→ **Task directions**
Give every line of the material again, exactly as written.

→ **Recorded data**
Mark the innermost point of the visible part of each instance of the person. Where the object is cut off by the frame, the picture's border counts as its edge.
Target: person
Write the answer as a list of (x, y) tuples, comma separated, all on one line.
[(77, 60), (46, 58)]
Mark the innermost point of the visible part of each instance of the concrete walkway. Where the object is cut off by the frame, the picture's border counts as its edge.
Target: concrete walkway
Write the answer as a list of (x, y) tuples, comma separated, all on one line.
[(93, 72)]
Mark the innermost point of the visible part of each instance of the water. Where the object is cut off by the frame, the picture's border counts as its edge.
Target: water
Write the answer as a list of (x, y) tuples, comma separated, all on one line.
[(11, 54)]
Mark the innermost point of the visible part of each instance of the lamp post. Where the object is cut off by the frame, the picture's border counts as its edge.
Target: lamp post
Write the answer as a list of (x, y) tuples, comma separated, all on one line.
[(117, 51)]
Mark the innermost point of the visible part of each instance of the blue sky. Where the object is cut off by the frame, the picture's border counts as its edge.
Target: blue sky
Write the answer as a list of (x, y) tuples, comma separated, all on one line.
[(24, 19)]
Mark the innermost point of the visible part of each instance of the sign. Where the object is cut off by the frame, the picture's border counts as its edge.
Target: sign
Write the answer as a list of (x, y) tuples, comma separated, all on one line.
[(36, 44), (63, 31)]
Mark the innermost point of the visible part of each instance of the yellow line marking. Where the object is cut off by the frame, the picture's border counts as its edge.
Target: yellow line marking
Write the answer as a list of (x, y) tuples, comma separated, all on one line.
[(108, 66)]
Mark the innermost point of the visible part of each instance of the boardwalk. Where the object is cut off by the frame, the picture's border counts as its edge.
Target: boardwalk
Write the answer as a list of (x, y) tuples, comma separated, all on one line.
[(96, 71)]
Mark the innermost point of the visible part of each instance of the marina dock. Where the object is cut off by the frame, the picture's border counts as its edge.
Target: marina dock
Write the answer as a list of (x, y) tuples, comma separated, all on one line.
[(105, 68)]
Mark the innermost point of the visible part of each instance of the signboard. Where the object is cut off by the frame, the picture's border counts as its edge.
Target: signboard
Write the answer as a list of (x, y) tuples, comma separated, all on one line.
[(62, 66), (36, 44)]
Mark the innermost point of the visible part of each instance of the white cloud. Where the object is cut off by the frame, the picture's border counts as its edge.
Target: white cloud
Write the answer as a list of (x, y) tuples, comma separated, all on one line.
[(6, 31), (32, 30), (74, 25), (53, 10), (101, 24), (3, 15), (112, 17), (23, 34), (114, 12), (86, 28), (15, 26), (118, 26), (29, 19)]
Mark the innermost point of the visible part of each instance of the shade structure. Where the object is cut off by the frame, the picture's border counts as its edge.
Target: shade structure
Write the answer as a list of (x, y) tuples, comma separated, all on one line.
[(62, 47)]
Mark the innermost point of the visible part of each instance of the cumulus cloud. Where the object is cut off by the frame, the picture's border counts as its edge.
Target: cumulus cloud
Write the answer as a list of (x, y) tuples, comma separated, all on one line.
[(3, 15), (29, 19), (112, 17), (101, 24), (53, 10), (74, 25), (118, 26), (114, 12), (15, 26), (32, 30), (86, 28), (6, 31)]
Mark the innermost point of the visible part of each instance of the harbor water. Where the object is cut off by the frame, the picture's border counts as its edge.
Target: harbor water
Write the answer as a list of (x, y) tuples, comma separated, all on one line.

→ **Solution to this exercise**
Mark the innermost point of the visible part of each instance of the person. Where the object is cut off by the frame, the picture's border counts as its edge.
Target: person
Write the answer as a list of (x, y) tuples, comma separated, all on one line.
[(77, 60), (46, 58)]
Mark the innermost point of the visible part of each instance of the concrete walkway. Where the object is cut off by the frame, the picture's border counts as its edge.
Target: concrete walkway
Write the answer as a list of (x, y) tuples, comma separated, all on one line.
[(93, 72)]
Mark the innermost point of the visible part of each instance of the water. Where the object is cut off by the frame, the picture's border counts as its edge.
Target: water
Write the answer as a list of (x, y) tuples, comma separated, all on one line.
[(11, 54)]
Mark the innermost point of the visible part of each instance of the lamp post. Where the object is cut off by the frame, the picture's border counts as its edge.
Target: lamp post
Write the answer as a list of (x, y) tuples, comma separated, all on one line.
[(117, 51)]
Mark the innermost point of the visible part of each instance of the blue sky. Where the object is cut off by the frame, the picture's border counts as its edge.
Target: blue sky
Write the answer as a list of (x, y) tuples, comma separated, all on one line.
[(24, 19)]
Mark the innermost point of the visible part of each instance of the sign. Where the object is cut off by the frame, the picture's border counts as its edge.
Target: sign
Write the answer as a list of (x, y) tuples, comma separated, all on one line.
[(36, 44), (63, 31)]
Mark the innermost point of the visible part of each instance of the yellow line marking. Where the object is cut off by the frame, the picture's border counts as its edge.
Target: yellow line marking
Write the answer as a list of (x, y) tuples, comma separated, all on one line.
[(108, 66)]
Mark the innermost point of the visible part of each instance of the boardwalk. Where the object is cut off by the frame, the picture's border counts as its edge.
Target: boardwalk
Write the answer as a list of (x, y) tuples, comma separated, all on one line.
[(96, 71)]
Mark the innermost point of the visible part of each instance of the marina dock. Where the object is cut off by the frame, the picture's border counts as its edge.
Target: marina dock
Write the answer as a list of (x, y) tuples, comma separated, all on one line.
[(105, 68)]
Mark the innermost point of the visible part of each instance of the signboard. Where the object is cut off by the frame, the picture's border counts as its edge.
Target: signboard
Write the answer as a list of (x, y) tuples, comma separated, all on one line.
[(62, 66), (36, 44)]
Mark the innermost point of the visible part of each instance of the white cloud. Where the object is cut off by the frame, the picture's border counts as its edge.
Target: white cloud
Write the answer as a list of (x, y) tuples, comma separated, all on one line.
[(6, 31), (32, 30), (74, 25), (53, 10), (101, 24), (3, 15), (112, 17), (23, 34), (114, 12), (86, 28), (15, 26), (118, 26), (29, 19)]
Mark the innermost point of the visible part of each instance of the shade structure. Where the object is cut off by the frame, the picture's border counts as its edge.
Target: shade structure
Write the answer as a list of (x, y) tuples, comma separated, all on one line.
[(62, 47)]
Mark the innermost point of the visible part of each instance of the cumulus cloud. Where the object is cut off by the frame, the picture's border counts as its edge.
Target: cumulus cloud
Write the answer as a list of (x, y) tuples, comma separated, all on one line.
[(3, 15), (29, 19), (112, 17), (101, 24), (53, 10), (74, 25), (118, 26), (114, 12), (15, 26), (32, 30), (86, 28), (6, 31)]
Mark the innermost point of the visible part of each instance of the harbor water. Where the object is cut off by the frame, the picture's border counts as its edge.
Target: harbor water
Write the answer as a list of (x, y) tuples, comma separated, all on one line.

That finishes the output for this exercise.